Exactly the lines from the start of the data through the line containing "negative clicks: (150, 174)" should be output, with both ends kept and nothing added.

START SOURCE INFORMATION

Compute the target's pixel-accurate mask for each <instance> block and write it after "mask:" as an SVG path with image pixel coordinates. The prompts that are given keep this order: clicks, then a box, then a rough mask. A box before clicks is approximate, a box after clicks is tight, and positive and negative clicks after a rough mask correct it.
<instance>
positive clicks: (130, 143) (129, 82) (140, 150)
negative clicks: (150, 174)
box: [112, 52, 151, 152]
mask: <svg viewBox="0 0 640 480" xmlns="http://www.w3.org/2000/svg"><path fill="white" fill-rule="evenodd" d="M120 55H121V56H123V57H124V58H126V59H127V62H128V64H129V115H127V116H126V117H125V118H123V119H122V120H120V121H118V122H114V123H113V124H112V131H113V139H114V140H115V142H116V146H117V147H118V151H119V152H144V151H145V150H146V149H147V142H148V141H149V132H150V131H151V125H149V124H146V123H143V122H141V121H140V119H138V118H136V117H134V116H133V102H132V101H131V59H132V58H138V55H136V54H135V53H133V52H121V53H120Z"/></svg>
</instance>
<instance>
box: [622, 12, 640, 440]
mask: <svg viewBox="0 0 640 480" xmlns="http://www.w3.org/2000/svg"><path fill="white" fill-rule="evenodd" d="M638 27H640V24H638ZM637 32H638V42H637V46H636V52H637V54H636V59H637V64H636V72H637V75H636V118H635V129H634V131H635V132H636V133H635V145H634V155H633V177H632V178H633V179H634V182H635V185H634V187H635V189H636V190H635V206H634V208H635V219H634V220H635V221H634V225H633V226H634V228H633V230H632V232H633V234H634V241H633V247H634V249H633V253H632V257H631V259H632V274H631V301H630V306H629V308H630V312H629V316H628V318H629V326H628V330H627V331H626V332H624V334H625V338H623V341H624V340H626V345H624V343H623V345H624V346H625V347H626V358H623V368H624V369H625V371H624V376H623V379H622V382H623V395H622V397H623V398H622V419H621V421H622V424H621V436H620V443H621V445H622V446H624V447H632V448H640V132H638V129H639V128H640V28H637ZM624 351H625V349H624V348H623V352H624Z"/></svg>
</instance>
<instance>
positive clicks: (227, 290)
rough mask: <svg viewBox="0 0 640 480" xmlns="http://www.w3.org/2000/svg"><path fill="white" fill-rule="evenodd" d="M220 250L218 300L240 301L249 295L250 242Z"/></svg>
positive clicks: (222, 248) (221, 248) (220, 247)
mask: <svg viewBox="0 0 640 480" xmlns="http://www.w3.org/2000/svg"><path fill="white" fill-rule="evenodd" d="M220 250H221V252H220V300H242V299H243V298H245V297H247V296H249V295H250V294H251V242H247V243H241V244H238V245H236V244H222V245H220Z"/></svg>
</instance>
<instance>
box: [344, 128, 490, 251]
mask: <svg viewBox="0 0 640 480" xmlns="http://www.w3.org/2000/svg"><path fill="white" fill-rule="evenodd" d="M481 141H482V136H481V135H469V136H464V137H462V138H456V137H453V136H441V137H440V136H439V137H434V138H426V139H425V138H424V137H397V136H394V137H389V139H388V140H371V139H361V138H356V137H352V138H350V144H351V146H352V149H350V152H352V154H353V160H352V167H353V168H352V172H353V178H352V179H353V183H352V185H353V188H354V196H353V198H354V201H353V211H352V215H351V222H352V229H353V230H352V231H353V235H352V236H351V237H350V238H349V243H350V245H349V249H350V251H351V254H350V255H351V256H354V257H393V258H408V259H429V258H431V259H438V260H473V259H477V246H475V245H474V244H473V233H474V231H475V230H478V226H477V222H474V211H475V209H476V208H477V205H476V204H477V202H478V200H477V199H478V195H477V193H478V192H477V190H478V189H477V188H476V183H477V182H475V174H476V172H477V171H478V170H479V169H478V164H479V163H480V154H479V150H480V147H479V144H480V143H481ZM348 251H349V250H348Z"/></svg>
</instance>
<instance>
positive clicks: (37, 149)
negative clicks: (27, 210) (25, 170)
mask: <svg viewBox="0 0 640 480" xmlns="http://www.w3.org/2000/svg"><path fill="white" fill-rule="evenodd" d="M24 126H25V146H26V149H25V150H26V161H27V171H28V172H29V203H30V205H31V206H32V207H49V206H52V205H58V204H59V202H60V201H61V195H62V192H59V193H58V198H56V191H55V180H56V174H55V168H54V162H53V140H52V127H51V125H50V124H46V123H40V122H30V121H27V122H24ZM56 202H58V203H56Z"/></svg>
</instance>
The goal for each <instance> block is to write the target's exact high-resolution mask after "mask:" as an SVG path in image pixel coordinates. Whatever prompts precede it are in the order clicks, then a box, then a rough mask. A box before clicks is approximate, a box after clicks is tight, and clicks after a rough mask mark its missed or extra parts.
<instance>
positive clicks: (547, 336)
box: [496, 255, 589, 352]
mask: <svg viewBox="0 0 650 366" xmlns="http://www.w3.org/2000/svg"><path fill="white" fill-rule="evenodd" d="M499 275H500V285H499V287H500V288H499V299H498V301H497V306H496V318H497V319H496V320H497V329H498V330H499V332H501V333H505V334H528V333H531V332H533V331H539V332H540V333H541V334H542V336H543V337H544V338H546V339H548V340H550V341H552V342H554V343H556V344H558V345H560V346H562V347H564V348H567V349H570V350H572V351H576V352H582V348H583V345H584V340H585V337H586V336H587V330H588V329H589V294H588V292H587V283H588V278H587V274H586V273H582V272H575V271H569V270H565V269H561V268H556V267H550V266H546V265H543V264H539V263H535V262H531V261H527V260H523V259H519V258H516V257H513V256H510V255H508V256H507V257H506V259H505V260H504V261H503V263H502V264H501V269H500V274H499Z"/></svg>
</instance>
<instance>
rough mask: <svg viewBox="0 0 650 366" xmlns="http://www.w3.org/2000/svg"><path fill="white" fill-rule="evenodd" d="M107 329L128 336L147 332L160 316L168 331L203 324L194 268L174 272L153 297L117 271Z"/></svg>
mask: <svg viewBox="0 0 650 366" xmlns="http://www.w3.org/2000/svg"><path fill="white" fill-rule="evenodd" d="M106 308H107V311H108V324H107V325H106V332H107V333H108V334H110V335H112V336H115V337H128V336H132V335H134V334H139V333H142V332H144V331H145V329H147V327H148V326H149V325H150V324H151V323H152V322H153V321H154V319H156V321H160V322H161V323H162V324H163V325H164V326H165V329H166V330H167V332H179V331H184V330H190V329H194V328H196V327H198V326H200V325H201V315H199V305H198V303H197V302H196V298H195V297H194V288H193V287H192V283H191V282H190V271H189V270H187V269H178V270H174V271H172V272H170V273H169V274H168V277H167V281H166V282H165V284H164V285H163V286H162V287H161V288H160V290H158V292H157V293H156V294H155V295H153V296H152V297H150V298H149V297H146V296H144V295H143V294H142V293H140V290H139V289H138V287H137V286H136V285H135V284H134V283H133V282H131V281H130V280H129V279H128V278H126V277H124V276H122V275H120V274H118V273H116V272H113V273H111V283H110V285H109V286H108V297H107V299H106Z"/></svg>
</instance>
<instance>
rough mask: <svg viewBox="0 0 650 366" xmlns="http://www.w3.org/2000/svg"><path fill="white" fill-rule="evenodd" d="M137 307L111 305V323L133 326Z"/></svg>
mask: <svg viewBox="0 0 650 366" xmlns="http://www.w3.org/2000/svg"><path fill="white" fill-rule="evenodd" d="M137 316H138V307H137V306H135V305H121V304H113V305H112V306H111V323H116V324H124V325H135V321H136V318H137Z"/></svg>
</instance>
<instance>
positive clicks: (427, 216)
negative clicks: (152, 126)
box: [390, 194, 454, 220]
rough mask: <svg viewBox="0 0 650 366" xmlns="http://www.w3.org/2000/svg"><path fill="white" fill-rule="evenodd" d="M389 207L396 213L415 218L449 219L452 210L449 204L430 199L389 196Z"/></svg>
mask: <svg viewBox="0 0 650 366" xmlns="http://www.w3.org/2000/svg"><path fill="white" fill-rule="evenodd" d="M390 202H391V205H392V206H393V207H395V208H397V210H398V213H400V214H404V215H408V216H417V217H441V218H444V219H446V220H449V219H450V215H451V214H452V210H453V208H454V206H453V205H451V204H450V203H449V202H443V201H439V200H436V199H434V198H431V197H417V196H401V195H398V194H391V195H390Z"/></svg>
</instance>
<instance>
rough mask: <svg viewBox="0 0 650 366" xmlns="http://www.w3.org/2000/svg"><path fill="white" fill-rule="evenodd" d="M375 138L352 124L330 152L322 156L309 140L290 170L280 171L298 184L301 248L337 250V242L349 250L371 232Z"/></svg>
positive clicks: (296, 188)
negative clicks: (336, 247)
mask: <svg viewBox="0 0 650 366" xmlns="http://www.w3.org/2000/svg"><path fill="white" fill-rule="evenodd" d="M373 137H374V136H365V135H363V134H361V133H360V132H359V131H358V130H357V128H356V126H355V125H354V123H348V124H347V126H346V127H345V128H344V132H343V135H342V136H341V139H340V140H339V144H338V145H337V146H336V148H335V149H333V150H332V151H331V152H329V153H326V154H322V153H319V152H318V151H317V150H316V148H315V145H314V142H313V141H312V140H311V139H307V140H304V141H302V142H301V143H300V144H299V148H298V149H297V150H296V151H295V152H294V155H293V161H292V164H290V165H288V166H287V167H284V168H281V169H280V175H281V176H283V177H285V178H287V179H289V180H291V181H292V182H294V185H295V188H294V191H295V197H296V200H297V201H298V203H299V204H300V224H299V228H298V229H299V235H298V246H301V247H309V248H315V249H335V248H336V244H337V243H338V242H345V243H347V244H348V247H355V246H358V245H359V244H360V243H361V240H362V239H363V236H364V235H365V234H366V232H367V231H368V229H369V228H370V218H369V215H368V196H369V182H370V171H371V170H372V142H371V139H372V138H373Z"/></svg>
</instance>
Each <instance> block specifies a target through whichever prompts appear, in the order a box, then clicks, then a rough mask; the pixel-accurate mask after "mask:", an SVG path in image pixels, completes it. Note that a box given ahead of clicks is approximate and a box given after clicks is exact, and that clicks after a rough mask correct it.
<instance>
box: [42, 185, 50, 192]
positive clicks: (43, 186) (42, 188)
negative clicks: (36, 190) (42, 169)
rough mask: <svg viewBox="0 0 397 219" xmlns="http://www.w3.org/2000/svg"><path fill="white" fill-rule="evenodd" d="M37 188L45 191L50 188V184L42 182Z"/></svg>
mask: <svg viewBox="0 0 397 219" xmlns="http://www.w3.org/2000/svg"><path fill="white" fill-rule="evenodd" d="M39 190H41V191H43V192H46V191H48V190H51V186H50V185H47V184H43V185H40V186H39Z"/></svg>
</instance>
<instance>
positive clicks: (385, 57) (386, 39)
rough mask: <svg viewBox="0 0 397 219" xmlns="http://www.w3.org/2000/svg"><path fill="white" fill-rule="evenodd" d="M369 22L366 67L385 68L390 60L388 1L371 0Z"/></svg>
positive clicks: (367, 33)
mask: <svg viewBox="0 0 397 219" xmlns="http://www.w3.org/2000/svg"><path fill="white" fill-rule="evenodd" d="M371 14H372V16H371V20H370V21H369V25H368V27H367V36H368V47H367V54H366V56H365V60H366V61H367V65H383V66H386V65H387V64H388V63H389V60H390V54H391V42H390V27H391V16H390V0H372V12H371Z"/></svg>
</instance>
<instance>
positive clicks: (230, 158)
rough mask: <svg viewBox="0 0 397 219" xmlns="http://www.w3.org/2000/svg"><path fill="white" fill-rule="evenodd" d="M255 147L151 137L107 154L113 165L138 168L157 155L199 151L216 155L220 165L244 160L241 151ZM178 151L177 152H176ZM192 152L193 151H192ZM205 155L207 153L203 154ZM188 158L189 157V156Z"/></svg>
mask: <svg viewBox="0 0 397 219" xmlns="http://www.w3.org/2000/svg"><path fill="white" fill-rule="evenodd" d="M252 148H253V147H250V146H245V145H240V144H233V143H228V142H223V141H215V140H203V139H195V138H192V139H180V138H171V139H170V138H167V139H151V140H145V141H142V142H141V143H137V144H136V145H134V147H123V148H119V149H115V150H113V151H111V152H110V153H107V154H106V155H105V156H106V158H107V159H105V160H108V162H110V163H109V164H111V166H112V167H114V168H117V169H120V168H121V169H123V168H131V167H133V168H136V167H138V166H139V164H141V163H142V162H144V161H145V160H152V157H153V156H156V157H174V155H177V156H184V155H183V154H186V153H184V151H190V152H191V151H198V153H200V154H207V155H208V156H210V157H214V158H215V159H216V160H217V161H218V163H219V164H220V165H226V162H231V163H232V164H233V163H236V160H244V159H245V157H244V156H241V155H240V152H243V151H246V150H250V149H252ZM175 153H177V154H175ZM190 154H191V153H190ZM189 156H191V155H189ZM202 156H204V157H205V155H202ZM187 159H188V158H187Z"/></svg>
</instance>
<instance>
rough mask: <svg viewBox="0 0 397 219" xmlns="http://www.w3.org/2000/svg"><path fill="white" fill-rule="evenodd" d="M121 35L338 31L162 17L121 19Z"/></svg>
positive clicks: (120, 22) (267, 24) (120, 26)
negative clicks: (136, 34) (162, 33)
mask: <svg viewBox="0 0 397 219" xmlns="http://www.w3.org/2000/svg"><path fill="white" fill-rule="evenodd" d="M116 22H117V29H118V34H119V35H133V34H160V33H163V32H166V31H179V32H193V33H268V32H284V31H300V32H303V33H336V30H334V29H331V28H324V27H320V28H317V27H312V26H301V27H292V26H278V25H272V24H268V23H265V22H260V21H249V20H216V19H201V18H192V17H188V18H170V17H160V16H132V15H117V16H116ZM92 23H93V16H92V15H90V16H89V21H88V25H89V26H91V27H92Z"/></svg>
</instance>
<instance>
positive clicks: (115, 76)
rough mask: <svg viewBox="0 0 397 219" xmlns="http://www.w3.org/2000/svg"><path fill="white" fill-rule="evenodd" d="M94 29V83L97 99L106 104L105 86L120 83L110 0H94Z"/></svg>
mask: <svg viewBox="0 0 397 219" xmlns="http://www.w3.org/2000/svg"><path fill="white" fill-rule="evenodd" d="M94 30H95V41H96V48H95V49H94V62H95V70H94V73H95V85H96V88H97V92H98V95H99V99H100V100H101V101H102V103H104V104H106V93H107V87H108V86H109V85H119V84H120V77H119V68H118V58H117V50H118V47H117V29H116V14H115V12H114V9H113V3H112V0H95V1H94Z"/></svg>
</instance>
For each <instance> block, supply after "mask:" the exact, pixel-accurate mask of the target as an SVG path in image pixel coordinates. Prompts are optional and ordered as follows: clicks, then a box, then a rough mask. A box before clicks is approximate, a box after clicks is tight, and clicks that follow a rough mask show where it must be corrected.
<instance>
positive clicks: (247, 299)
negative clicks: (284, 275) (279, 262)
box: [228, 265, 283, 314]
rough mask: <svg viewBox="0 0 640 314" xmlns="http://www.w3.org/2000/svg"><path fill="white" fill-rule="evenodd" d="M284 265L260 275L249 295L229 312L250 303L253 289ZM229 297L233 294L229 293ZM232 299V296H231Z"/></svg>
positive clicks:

END SOURCE INFORMATION

*EXERCISE ANSWER:*
Compute the target's pixel-accurate mask for each <instance> block and write it after "mask:" as an SVG path with image pixel coordinates. The prompts that are given keep this order: clicks, then a box, then a rough mask. A box before clicks is approximate, a box after clicks is tight, and positive and negative clicks after a rough mask correct it.
<instance>
positive clicks: (130, 143) (129, 82) (140, 150)
negative clicks: (150, 174)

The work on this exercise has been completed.